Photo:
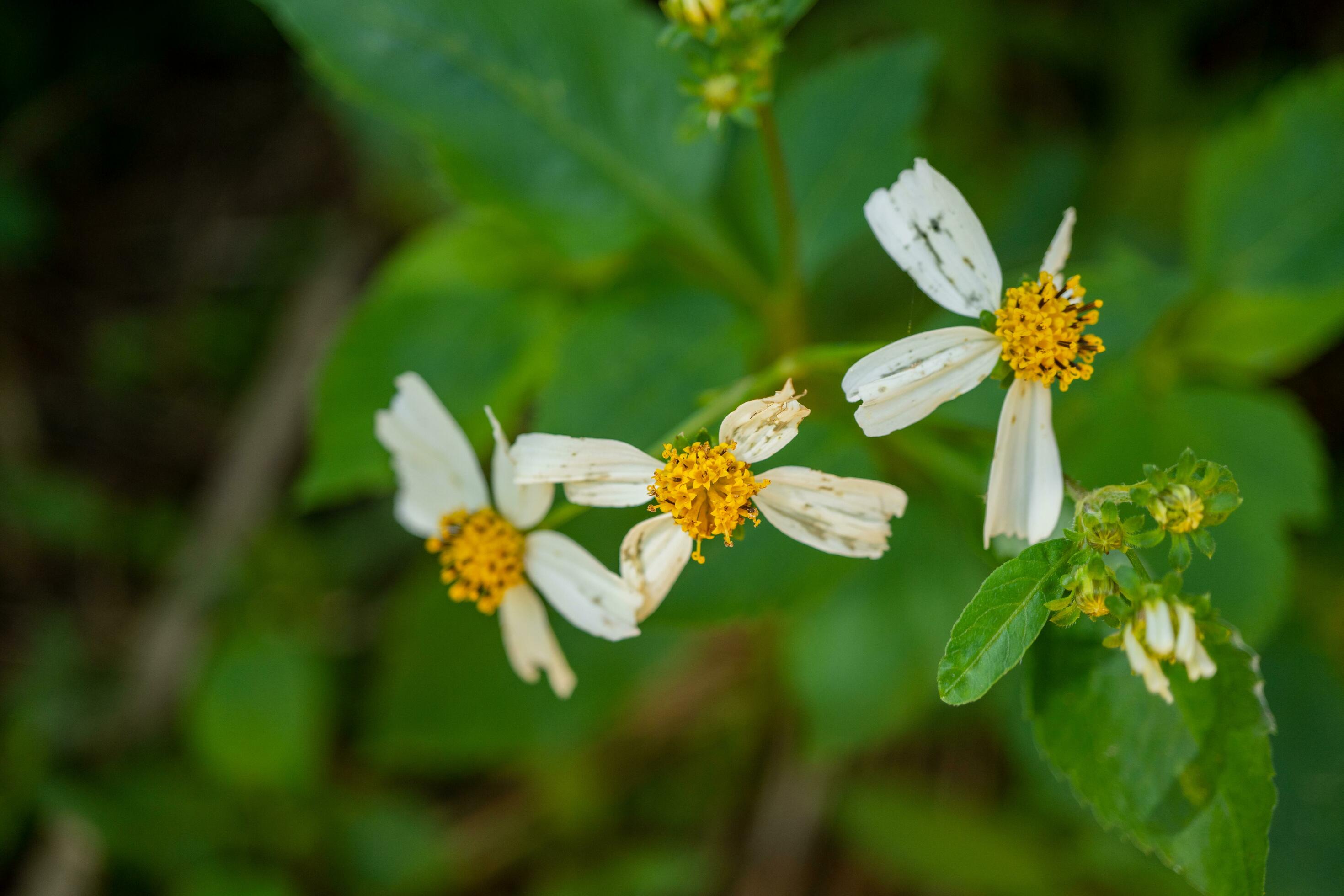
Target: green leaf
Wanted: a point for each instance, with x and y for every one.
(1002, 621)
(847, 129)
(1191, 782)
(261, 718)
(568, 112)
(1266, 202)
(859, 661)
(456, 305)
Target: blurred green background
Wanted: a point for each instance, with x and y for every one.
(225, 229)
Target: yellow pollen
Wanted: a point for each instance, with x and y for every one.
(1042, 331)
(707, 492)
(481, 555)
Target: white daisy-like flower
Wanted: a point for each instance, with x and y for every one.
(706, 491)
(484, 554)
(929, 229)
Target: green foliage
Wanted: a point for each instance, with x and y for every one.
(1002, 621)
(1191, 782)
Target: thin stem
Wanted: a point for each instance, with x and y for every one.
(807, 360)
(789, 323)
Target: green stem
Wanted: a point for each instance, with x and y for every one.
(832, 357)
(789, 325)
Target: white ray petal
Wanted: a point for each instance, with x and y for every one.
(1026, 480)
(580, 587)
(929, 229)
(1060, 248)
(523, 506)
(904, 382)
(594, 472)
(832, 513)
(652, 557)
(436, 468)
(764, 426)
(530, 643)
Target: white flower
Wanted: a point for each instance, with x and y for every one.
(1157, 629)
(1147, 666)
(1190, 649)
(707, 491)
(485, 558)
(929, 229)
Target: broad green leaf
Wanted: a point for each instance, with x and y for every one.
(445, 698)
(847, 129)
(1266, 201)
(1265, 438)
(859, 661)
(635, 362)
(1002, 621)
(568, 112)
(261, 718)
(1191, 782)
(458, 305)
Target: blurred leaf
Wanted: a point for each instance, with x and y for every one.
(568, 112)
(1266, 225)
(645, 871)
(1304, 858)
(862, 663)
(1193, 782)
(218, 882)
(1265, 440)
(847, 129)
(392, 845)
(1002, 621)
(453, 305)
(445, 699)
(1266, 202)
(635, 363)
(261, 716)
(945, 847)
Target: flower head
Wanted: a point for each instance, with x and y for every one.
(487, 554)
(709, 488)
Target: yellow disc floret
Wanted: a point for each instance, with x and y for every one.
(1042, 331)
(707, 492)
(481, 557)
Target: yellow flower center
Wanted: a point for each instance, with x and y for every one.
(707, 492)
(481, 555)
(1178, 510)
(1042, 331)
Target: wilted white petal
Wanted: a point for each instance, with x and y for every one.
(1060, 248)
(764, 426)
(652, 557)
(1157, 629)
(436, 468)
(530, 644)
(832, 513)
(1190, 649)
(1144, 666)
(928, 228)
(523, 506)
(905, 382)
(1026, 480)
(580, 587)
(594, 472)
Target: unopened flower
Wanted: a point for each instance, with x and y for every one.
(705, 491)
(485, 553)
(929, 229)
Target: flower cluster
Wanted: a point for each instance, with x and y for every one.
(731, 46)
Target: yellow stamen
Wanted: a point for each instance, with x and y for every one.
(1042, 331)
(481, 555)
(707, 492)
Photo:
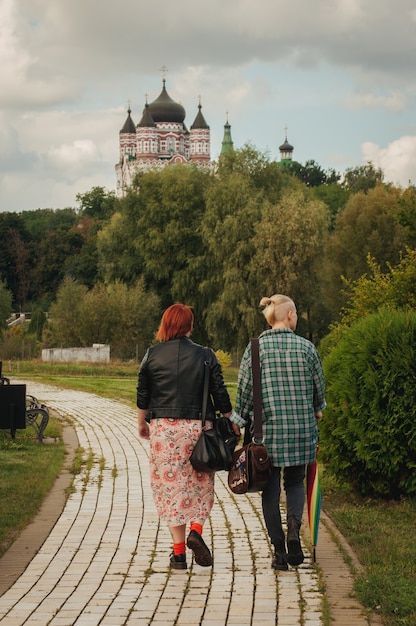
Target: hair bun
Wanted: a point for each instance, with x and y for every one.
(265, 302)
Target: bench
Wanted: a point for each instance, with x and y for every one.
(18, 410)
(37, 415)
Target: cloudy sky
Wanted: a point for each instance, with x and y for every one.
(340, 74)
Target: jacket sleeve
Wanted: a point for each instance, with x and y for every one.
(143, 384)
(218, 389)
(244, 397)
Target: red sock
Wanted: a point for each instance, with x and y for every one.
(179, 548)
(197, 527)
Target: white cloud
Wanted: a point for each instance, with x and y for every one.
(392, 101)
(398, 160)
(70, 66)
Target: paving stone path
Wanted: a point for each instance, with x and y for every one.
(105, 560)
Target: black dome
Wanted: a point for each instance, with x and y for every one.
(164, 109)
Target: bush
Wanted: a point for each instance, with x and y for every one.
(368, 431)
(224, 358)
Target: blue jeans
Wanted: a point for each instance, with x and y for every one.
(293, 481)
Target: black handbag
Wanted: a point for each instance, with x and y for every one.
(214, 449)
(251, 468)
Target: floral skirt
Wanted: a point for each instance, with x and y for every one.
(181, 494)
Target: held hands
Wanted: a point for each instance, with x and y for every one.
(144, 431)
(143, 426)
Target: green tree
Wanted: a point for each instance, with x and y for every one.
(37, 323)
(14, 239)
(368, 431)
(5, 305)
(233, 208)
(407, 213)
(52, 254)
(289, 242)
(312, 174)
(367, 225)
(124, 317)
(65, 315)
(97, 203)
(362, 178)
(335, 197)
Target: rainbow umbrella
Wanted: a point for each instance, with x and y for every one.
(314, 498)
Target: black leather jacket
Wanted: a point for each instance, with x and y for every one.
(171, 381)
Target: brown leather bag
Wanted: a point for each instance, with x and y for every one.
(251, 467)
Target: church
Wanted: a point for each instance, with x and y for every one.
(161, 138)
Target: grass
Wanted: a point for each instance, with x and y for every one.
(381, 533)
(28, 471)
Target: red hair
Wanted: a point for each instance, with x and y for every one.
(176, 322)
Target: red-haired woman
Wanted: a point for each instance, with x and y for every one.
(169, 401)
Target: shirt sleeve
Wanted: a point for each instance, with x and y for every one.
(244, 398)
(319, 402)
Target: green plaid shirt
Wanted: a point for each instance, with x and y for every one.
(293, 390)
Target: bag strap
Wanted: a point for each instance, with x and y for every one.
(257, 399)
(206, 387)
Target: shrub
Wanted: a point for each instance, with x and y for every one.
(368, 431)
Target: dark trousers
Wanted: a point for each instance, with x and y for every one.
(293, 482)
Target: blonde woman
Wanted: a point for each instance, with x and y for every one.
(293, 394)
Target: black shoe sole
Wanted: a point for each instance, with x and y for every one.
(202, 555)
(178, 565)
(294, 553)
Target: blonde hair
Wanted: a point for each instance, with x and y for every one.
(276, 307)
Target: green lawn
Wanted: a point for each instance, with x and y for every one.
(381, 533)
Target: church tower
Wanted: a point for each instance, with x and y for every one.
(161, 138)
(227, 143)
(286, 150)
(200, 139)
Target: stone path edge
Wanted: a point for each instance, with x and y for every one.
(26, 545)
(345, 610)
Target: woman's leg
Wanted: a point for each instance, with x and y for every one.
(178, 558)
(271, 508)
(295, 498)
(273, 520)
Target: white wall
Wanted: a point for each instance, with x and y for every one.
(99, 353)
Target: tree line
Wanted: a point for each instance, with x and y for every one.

▸ **Aim of the exercise**: Exclude the images and copy every record above exactly.

▸ **Answer to the problem**:
Photo:
Target: green leaf
Wanted: a point for each instance, with x and y for every one.
(1002, 621)
(847, 129)
(1191, 782)
(261, 718)
(568, 112)
(1266, 202)
(859, 661)
(456, 305)
Target: blurred green background
Wanted: a point for each instance, with x and y for every one.
(225, 229)
Target: yellow pollen
Wanted: a point for each instance, with x and y for every one.
(1042, 331)
(707, 492)
(481, 555)
Target: white daisy-like flower
Wanted: a point for each instance, with x and y for every one.
(706, 491)
(484, 554)
(929, 229)
Target: green foliage
Wanted: a point for each instance, with x and y for every one.
(1002, 621)
(1191, 782)
Target: thin stem
Wanted: a point for each instance, with x and y for every one.
(807, 360)
(789, 323)
Target: green stem
Wanted: a point for each instance, with x and y for every one.
(832, 357)
(789, 325)
Target: white ray petal
Wanted: a point for each instance, with x and y for every one.
(1026, 480)
(580, 587)
(929, 229)
(1060, 248)
(523, 506)
(904, 382)
(594, 472)
(832, 513)
(652, 557)
(436, 468)
(764, 426)
(530, 643)
Target: white flower
Wanted: a point for each instance, with x and y for every one.
(1157, 629)
(1147, 666)
(1190, 649)
(707, 491)
(485, 558)
(929, 229)
Target: broad green leaf
Wanted: a point for each instance, with x and y for every one.
(445, 698)
(847, 129)
(1266, 201)
(1265, 438)
(859, 661)
(635, 362)
(1002, 621)
(568, 112)
(261, 718)
(1191, 782)
(458, 305)
Target: blurred leaf
Wanted: a point for each instance, with x and y for every one.
(568, 112)
(1266, 225)
(645, 871)
(1304, 858)
(862, 663)
(1193, 782)
(218, 882)
(1265, 440)
(847, 129)
(392, 845)
(1002, 621)
(453, 305)
(445, 699)
(1266, 202)
(635, 363)
(261, 716)
(945, 847)
Target: flower head
Wanted: a point for each instance, with x and y for every one.
(487, 554)
(709, 488)
Target: yellow disc floret
Wanted: a point for each instance, with x and y for every one.
(1042, 331)
(707, 492)
(481, 557)
Target: yellow flower center
Wanted: a point for each instance, with x and y for every one.
(707, 492)
(481, 555)
(1178, 510)
(1042, 331)
Target: wilted white petal
Wanted: a point for each instance, with x and y for every one.
(1060, 248)
(764, 426)
(652, 557)
(1157, 629)
(436, 468)
(530, 644)
(832, 513)
(1190, 649)
(1144, 666)
(928, 228)
(523, 506)
(905, 382)
(1026, 480)
(580, 587)
(594, 472)
Target: unopened flower
Wanted: a point for each instance, with x and y for every one.
(705, 491)
(485, 553)
(929, 229)
Target: flower cluster
Wanted: a point for each instance, with x and y for every one.
(731, 46)
Target: yellow stamen
Wanted: a point for each instance, with x and y for every one.
(1042, 331)
(481, 555)
(707, 492)
Photo:
Target: hair bun
Wanted: a point for each instance, with x and y for every one.
(265, 302)
Target: bench
Wanted: a point for each instance, with x and y for every one.
(18, 410)
(37, 415)
Target: cloudy sky
Wanted: a point for each instance, with x and y for every one.
(340, 74)
Target: jacket sleeve
Wanted: a point for each instance, with x and y for every one.
(143, 384)
(218, 389)
(244, 397)
Target: red sock
Wanted: a point for each instance, with x and y for every one.
(179, 548)
(197, 527)
Target: white cloud
Wanted: a point for each instance, with x and y for every one.
(392, 101)
(398, 160)
(70, 66)
Target: paving stone path
Wanted: a point for each instance, with x and y for every one.
(105, 560)
Target: black dome
Wanted: a point for each instance, with x and y for every one.
(164, 109)
Target: bush
Wanted: a point for each instance, with x and y for every one.
(368, 431)
(224, 358)
Target: blue jeans
Wanted: a point for each instance, with x and y for every one.
(293, 481)
Target: black handbag
Wanted: a point for each instance, with x and y for every one.
(214, 449)
(251, 468)
Target: floral skirt
Wanted: a point for each instance, with x and y for every one.
(181, 494)
Target: held hands
Wanted: a point for each instance, with x and y for every one.
(144, 431)
(143, 426)
Target: green tree
Wanted: a point for each instance, with x and y for every one.
(37, 323)
(14, 239)
(368, 431)
(5, 305)
(233, 208)
(407, 213)
(52, 254)
(289, 242)
(312, 174)
(367, 225)
(124, 317)
(65, 315)
(97, 203)
(362, 178)
(335, 197)
Target: rainbow umbrella
Wanted: a point for each instance, with x and y for every one.
(314, 498)
Target: black leather jacket
Wanted: a point for each instance, with x and y for every one.
(171, 381)
Target: brown leather bag
Wanted: a point for each instance, with x and y for every one.
(251, 467)
Target: church
Wanted: a point for each instance, with x and y for every one.
(161, 138)
Target: grass
Wanted: a point for each instance, with x and y for every one.
(381, 533)
(28, 471)
Target: red hair
Wanted: a point for each instance, with x and y for every one.
(176, 322)
Target: red-haired woman
Wanted: a point for each instance, with x and y for every one.
(169, 401)
Target: shirt sleeve
Wanted: a point for each instance, with x and y for every one.
(244, 398)
(319, 402)
Target: green plaid shirt
Wanted: a point for each instance, with x and y for every one.
(293, 390)
Target: bag strap
Wanted: a point for each instance, with x and y for every one.
(257, 399)
(206, 387)
Target: shrub
Wanted: a point for each instance, with x and y for every one.
(368, 431)
Target: dark trousers
Wanted: a point for each instance, with x and y for every one.
(293, 482)
Target: blonde woman
Wanted: a point for each instance, with x and y for every one.
(293, 394)
Target: black shoe sole
Wanted: a point for each instance, with x and y for every one.
(202, 555)
(178, 565)
(294, 553)
Target: blonde hair
Wanted: a point for each instance, with x and y for every one.
(276, 307)
Target: green lawn
Wanted: a point for each instance, with x and y for every one.
(381, 533)
Target: church tower
Wanted: a point for each instance, with x and y for every one.
(161, 138)
(227, 143)
(286, 150)
(200, 139)
Target: stone path edge
Wanted: a point for each instance, with x and y for every one.
(26, 545)
(345, 610)
Target: woman's leg
Wanted: a point for each instance, with x and y for every one.
(178, 558)
(271, 508)
(295, 498)
(273, 520)
Target: white wall
Wanted: a point for each instance, with x and y for every one.
(99, 353)
Target: tree line
Wanted: a point for each instance, with x and y for every one.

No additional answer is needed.